BEGIN Excerpt provided

Nagel calls for European integration, digital euro amid global fragmentation
BIS Speech Auf Deutsch lesen

Nagel calls for European integration, digital euro amid global fragmentation

Deutsche Bundesbank President Joachim Nagel addressed the challenges of geoeconomic fragmentation and global uncertainty at a Baden-Baden event on March 1, 2026. He outlined implications for the economy, financial stability, and monetary policy, advocating for stronger European integration and a central bank digital currency.

Geoeconomic shifts challenge global trade and stability

Bundesbank President Joachim Nagel highlighted the profound shift from global integration to geoeconomic fragmentation, driven by events like the COVID-19 pandemic, Russia's war in Ukraine, and a tectonic shift in US trade policy.

This reversal of integration, defined by the IMF as policy-driven, reduces global prosperity but is seen as necessary to reduce economic dependencies through diversification strategies like friendshoring.

END Excerpt provided
BEGIN Data supplied

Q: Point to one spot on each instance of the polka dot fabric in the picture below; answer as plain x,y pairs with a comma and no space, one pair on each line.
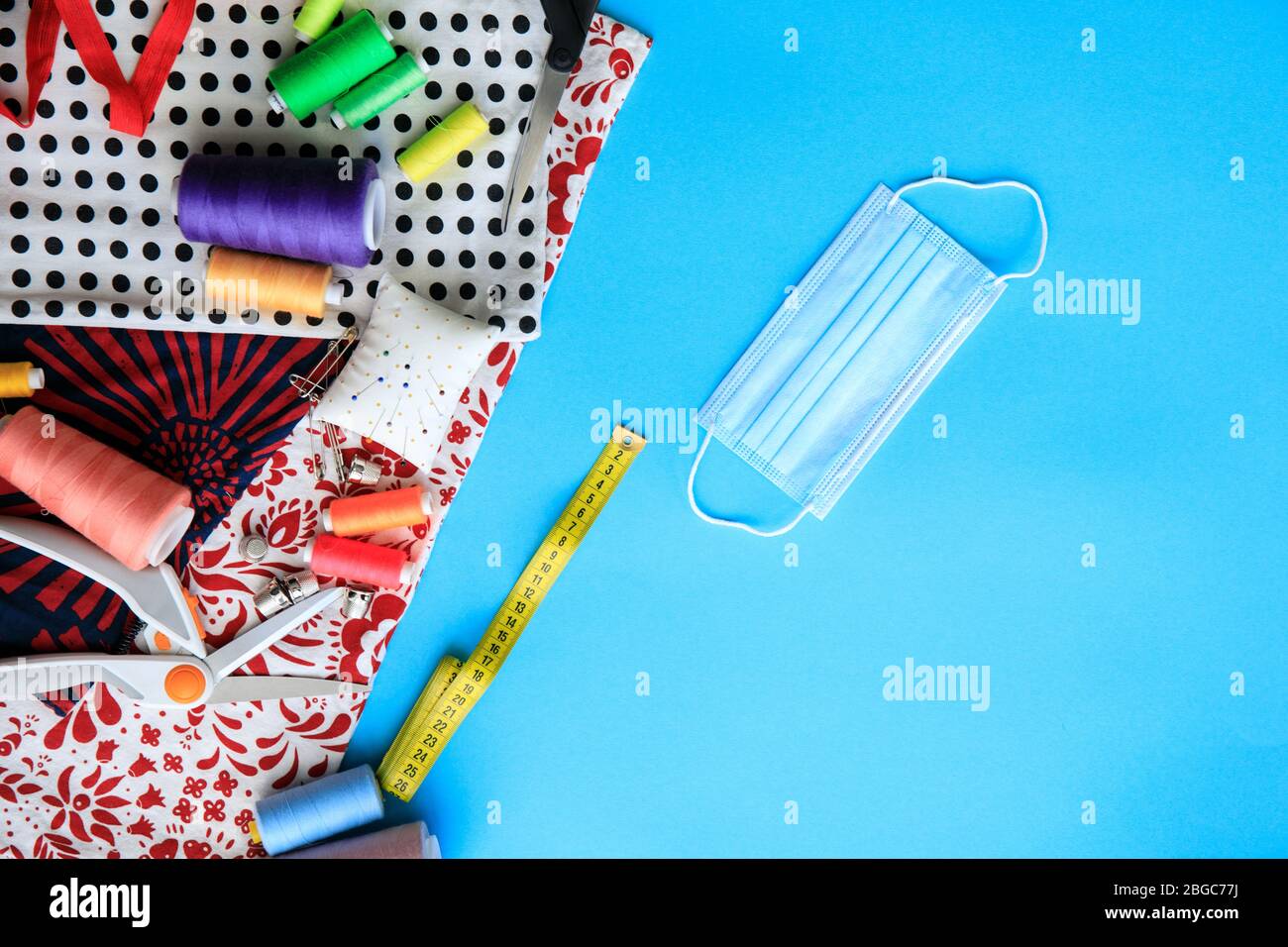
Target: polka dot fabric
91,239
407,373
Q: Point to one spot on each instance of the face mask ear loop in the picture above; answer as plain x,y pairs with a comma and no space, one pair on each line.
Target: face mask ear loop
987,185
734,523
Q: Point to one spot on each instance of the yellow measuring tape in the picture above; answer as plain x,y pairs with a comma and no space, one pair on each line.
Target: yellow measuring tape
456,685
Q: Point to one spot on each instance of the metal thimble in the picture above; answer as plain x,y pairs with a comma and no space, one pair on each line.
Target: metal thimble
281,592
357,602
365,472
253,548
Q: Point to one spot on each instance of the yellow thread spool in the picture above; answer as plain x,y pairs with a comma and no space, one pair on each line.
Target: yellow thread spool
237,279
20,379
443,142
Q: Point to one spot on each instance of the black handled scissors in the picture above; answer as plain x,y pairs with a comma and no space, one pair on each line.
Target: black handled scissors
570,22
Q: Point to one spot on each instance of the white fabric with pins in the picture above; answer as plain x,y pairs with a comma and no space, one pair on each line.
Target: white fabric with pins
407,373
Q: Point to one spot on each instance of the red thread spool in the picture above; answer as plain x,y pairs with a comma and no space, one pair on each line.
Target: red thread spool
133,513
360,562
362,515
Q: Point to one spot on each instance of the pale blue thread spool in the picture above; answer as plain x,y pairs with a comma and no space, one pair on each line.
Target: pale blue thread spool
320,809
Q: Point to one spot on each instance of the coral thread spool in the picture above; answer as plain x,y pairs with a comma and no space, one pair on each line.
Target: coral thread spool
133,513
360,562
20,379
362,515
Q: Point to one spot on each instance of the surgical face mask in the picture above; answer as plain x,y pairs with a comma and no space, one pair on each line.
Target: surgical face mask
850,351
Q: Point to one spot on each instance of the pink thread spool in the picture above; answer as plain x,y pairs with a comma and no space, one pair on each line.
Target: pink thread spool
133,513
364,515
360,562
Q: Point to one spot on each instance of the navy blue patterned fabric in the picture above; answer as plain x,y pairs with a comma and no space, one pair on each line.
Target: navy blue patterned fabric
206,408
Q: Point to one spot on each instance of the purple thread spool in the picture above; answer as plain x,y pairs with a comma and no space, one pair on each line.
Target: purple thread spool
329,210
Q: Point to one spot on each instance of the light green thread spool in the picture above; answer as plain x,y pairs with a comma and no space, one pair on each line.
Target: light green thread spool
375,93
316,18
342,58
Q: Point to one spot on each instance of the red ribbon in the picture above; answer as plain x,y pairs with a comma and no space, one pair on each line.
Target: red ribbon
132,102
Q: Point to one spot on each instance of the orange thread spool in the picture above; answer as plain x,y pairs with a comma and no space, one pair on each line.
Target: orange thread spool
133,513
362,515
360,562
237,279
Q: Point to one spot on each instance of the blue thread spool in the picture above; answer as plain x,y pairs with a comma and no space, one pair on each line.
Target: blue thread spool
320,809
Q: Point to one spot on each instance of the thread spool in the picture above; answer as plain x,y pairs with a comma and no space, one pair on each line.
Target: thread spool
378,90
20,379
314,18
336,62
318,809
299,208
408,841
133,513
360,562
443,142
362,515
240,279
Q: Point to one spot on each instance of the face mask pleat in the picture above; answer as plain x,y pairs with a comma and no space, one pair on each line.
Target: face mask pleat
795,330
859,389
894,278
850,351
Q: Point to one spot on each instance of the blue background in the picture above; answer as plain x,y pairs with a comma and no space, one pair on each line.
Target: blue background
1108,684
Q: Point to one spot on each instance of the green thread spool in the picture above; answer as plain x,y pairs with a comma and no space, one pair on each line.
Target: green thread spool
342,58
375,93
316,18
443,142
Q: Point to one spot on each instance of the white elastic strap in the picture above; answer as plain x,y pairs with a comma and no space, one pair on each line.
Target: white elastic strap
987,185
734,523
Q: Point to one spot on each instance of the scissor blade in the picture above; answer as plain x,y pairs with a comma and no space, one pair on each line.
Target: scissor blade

END Data supplied

Parts of the exercise ::
[a] Extract from the summary of Nagel's speech the stretch from "Deutsche Bundesbank President" through "US trade policy.".
[b] Write what comes next in the summary of Nagel's speech, picking up after its last sentence.
The lines stand apart from the summary of Nagel's speech and are separate material.

Your responses ::
[a]
Deutsche Bundesbank President Joachim Nagel addressed the challenges of geoeconomic fragmentation and global uncertainty at a Baden-Baden event on March 1, 2026. He outlined implications for the economy, financial stability, and monetary policy, advocating for stronger European integration and a central bank digital currency.

Geoeconomic shifts challenge global trade and stability

Bundesbank President Joachim Nagel highlighted the profound shift from global integration to geoeconomic fragmentation, driven by events like the COVID-19 pandemic, Russia's war in Ukraine, and a tectonic shift in US trade policy.

[b]
Nagel noted that the German economy is projected to grow by 0.6 percent in 2026 and 1.3 percent in 2027, with the euro area expanding by 1.2 percent this year and 1.4 percent next.

Inflation developments are favorable, consistent with the 2 percent medium-term target, though a temporary undershooting is expected.

However, financial stability risks are rising from German banks' lending business, high valuations, and persistent geopolitical tensions, which could erode market confidence.

Doubts regarding the US dollar's safe-haven status have also emerged, contributing to its weakness.

Europe's path to economic strength and sovereignty

Nagel affirmed the Eurosystem's flexible, data-driven monetary policy approach, emphasizing the importance of keeping options open amid high uncertainty.

He then outlined Europe's strategy to meet current challenges, stressing the need to defend values and uphold rules-based international trade, citing recent EU agreements with Mercosur and India.

Crucially, Europe must enhance its independence in defence and critical industries, with projects like IRIS2 for satellite internet and Galileo for navigation.

Nagel highlighted significant obstacles within the EU internal market, where trade frictions amount to a tariff equivalent of up to 67 percent for goods and 95 percent for services.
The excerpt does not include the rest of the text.